[[ Task input open ]]

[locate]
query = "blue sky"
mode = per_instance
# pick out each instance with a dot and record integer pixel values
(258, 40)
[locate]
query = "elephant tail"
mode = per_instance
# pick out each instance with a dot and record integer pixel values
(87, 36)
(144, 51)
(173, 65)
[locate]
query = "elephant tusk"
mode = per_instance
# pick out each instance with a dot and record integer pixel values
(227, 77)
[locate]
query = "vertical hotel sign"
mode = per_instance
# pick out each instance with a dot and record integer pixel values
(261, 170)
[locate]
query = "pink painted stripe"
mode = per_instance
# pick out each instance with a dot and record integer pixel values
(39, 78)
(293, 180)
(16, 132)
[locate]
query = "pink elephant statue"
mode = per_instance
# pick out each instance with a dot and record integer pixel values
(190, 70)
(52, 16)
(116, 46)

[[ Task input closed ]]

= Exercise instructions =
Pick out, from the lines above, every one that contains the string "query".

= Worked solution =
query = "blue sky"
query = "elephant tail"
query = "elephant tusk"
query = "vertical hotel sign"
query = "pink painted stripe"
query = "pink elephant statue"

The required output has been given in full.